─── Excerpted records
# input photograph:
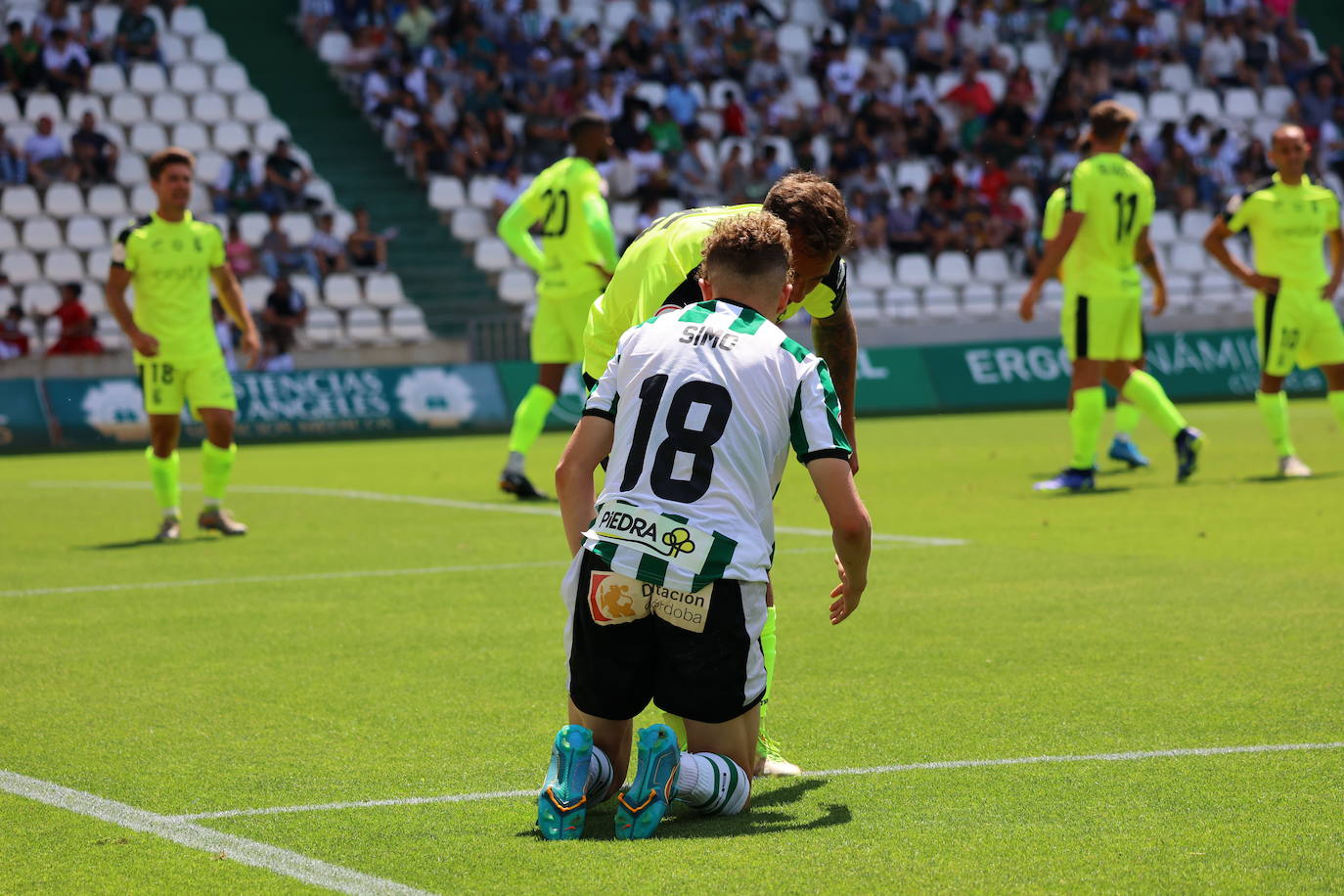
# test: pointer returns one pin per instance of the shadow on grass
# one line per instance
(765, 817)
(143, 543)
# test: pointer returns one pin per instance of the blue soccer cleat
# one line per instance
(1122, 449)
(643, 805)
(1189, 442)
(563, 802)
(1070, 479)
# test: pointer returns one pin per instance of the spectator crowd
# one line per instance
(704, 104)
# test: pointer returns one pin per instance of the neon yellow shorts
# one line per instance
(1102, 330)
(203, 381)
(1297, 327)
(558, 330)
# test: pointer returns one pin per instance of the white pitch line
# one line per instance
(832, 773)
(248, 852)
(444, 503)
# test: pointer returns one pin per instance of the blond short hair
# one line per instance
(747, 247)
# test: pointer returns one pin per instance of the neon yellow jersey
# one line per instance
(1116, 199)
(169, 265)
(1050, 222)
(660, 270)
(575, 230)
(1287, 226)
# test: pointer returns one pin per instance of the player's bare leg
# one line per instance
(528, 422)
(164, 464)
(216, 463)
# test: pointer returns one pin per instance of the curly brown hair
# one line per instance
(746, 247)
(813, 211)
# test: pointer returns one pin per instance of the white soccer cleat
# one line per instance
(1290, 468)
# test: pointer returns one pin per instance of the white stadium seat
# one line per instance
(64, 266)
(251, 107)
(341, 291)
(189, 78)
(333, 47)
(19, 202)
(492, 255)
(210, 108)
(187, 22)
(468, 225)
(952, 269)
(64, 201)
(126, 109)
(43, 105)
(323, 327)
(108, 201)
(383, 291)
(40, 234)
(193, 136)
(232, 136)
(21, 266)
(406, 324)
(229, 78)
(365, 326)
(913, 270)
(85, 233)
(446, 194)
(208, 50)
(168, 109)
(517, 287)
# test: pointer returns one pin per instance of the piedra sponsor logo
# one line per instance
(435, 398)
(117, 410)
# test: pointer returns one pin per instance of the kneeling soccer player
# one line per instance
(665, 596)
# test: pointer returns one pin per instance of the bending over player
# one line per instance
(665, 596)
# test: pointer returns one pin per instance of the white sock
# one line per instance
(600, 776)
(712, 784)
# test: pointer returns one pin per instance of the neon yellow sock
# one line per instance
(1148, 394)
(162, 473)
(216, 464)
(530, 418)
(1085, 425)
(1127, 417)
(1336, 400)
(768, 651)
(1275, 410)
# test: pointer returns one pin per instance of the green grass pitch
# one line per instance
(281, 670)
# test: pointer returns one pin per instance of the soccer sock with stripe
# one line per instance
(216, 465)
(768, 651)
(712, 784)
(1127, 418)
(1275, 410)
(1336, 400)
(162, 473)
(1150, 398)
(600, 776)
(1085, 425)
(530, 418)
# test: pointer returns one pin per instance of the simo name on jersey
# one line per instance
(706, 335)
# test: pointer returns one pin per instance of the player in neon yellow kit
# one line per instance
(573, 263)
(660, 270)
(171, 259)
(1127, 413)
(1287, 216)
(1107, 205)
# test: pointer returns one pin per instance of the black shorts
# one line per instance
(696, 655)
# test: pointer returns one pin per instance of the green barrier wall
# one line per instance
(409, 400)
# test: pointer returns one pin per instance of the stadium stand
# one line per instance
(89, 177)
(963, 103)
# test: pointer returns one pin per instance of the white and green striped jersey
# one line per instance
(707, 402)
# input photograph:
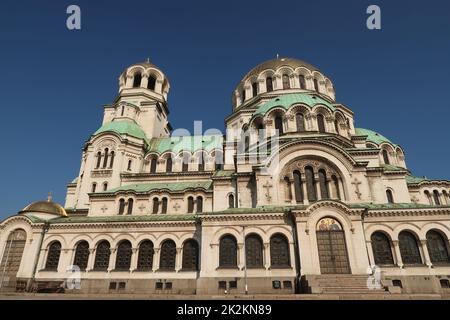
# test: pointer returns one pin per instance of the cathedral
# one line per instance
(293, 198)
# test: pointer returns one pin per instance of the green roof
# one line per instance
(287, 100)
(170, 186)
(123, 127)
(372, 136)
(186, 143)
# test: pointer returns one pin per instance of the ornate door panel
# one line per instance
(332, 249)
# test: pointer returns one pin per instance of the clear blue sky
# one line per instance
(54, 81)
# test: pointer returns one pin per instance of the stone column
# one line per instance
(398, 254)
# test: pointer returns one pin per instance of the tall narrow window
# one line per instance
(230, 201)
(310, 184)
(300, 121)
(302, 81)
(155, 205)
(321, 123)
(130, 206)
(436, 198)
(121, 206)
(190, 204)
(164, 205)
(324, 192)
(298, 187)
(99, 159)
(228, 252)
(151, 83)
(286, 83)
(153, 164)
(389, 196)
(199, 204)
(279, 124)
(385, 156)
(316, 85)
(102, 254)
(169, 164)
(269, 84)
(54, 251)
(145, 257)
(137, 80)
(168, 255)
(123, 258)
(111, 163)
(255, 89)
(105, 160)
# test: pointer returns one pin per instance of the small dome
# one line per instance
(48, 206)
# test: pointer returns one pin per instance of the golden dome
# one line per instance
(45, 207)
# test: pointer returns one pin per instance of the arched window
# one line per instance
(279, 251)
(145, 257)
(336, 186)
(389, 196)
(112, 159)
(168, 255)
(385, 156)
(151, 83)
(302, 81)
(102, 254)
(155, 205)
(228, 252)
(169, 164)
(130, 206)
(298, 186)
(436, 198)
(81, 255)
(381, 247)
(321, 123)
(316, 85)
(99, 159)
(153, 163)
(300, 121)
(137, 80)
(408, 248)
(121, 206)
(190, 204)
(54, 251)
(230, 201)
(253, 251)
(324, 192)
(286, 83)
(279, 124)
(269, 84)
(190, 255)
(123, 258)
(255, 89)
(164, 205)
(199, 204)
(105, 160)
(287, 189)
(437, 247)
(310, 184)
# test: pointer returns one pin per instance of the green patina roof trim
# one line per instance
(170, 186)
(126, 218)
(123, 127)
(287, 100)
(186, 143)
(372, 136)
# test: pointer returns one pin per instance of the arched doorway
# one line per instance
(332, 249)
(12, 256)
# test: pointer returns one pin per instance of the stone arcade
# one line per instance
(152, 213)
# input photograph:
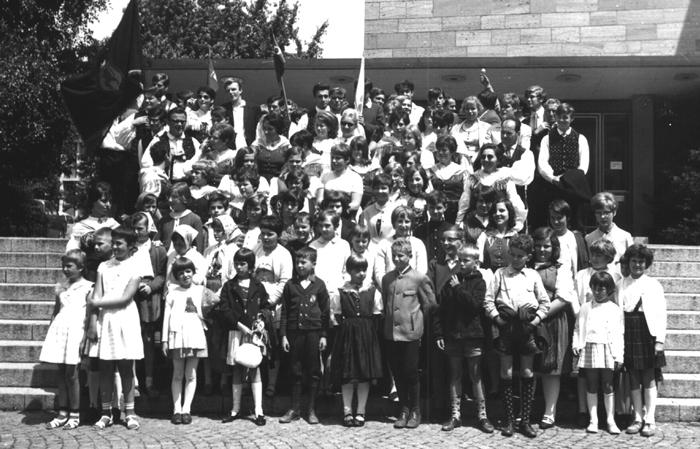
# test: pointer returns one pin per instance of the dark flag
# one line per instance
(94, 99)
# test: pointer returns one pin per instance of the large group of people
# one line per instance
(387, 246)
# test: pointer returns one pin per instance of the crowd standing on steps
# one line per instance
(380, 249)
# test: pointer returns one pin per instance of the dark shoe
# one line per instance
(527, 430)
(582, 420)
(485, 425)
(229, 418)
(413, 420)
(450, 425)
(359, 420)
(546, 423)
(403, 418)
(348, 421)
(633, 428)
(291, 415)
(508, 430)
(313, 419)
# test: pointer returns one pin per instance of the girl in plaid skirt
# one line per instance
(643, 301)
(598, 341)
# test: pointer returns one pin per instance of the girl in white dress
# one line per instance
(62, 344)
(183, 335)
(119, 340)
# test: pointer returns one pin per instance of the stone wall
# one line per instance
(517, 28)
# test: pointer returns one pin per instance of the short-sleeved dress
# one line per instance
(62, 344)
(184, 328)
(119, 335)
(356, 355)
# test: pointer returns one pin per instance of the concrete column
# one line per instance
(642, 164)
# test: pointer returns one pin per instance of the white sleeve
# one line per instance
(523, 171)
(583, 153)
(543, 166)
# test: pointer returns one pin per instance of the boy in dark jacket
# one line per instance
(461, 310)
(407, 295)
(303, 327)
──────
Rescale the entries starting at the line that contains "# test: pointer returns one pin per instance of the concrete" and ending at the last line of the entries, including both ends. Reproduce every one of those lines with the requests kept as they are. Multiply each coordinate in the answers by 2.15 and round it to a whole number, with halves rounding up.

## Full output:
# test: pointer returns one pin per instance of the concrete column
# one line per instance
(1380, 353)
# test: pointer returns one pin per instance of the white sleeve
# one line per instance
(1124, 368)
(1253, 329)
(1167, 357)
# test: pointer returns one pin per instance of the boy in dark jacket
# one line per instance
(991, 667)
(875, 634)
(651, 703)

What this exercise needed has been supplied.